* [Items]:

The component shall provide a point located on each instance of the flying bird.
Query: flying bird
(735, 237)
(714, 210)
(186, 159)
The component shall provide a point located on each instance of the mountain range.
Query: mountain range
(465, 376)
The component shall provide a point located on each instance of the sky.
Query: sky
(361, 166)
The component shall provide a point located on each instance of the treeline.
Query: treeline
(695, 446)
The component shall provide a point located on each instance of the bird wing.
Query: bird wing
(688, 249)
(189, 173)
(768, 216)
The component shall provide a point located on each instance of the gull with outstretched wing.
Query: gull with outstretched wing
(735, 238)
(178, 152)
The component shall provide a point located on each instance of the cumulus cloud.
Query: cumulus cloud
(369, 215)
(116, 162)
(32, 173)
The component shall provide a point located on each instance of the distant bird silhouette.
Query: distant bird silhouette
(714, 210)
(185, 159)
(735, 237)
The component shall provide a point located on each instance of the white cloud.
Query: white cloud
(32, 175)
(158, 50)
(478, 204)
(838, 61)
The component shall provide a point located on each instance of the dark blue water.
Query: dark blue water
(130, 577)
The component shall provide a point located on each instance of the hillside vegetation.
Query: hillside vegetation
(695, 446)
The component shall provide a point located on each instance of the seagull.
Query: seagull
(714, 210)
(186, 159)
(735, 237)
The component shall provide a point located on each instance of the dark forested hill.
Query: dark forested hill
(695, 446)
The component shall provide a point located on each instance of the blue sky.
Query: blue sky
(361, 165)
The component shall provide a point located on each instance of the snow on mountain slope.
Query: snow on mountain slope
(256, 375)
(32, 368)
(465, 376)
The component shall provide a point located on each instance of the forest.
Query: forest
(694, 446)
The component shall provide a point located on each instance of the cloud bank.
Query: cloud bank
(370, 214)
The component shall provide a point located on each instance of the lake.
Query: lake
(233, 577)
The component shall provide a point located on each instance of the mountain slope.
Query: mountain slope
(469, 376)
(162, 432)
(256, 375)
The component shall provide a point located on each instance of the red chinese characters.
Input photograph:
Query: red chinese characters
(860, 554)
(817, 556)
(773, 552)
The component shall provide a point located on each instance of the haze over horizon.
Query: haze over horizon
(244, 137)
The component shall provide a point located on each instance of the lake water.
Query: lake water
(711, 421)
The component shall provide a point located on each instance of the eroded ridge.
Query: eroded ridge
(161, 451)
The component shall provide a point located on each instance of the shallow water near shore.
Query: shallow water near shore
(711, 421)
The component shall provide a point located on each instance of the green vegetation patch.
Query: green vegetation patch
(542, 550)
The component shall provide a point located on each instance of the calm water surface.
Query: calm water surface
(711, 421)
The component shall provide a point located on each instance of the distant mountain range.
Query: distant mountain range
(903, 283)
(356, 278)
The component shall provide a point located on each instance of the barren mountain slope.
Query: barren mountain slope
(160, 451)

* [Do this]:
Return every record, word for word.

* [Expected output]:
The component shall provide a point located on each instance of the flying bird.
Query: flying bird
(735, 237)
(714, 210)
(186, 159)
The component shall provide a point located on each instance of the mountain range.
Query: mountain range
(465, 376)
The component shall provide a point located on each instance of the sky.
Query: sky
(361, 166)
The component shall provide a point located on each instance of the treeline.
Query: treeline
(695, 446)
The component shall provide a point located on each instance of the bird wing.
Query: bird wing
(688, 249)
(189, 173)
(768, 216)
The component shall provide a point located on each instance of the gull with outstretched wing.
Query: gull with outstretched wing
(735, 238)
(178, 152)
The component shall provide a point located on each instance of the cumulus cloud.
Query: cumulus cloud
(369, 215)
(116, 162)
(32, 173)
The component shall provide a point located on each instance of the distant bird silhouette.
Query: distant bird silhouette
(714, 210)
(185, 159)
(735, 237)
The component shall provide a point located on each instance of the white cloud.
Query: white cloud
(32, 175)
(158, 50)
(478, 204)
(838, 61)
The component shall provide a point located on each instance of the dark blue water.
Query: dark blue water
(130, 577)
The component shall provide a point located on each instance of the hillside vegetation.
Query: hillside vegetation
(695, 446)
The component shall provide a point located on each instance of the seagull.
Query: seagull
(714, 210)
(186, 159)
(735, 237)
The component shall provide a point located on each instance of the dark forested hill.
Query: dark forested hill
(695, 446)
The component shall provide a point located on each instance of the blue sky.
Query: blue sky
(361, 165)
The component shall provide a point located on each instance of the snow on mountain slope.
Query: snow on mountain slope
(256, 375)
(32, 368)
(465, 376)
The component shall provide a point located on each instance of the forest.
Query: forest
(694, 446)
The component shall provide a point located on each instance of the cloud bank.
Query: cloud bank
(370, 214)
The component shall provide a point located on each instance of the lake.
Query: lake
(233, 577)
The component shall provide a point located on each instance of the mountain slope.
Query: mountain slope
(469, 376)
(162, 432)
(256, 375)
The component shall provide a point located on each instance of the red chinese characters.
Input photograph:
Query: red chinese characters
(860, 554)
(817, 556)
(773, 552)
The component shall provide a point located on each instance of the haze over horizon.
Query: haze over horizon
(244, 137)
The component shall provide a point located on each instance of the lake water.
Query: lake water
(711, 421)
The component shall provide a point located on each instance of the eroded ridge.
Query: eroded ridge
(161, 451)
The component shall provide a point located on each instance of the shallow water near shore.
Query: shallow water near shore
(711, 421)
The component shall provide a point located on each instance of the green vegetation patch.
Query: green vegetation patch
(542, 550)
The component shall provide a point located on each instance of the calm water surface.
Query: calm water surface
(711, 421)
The component shall provide a point located on each instance of the distant mountain range.
Query: distant mountain range
(903, 283)
(356, 278)
The component shall provide a point located on each instance of the barren mountain slope.
Query: barren mountain slope
(160, 451)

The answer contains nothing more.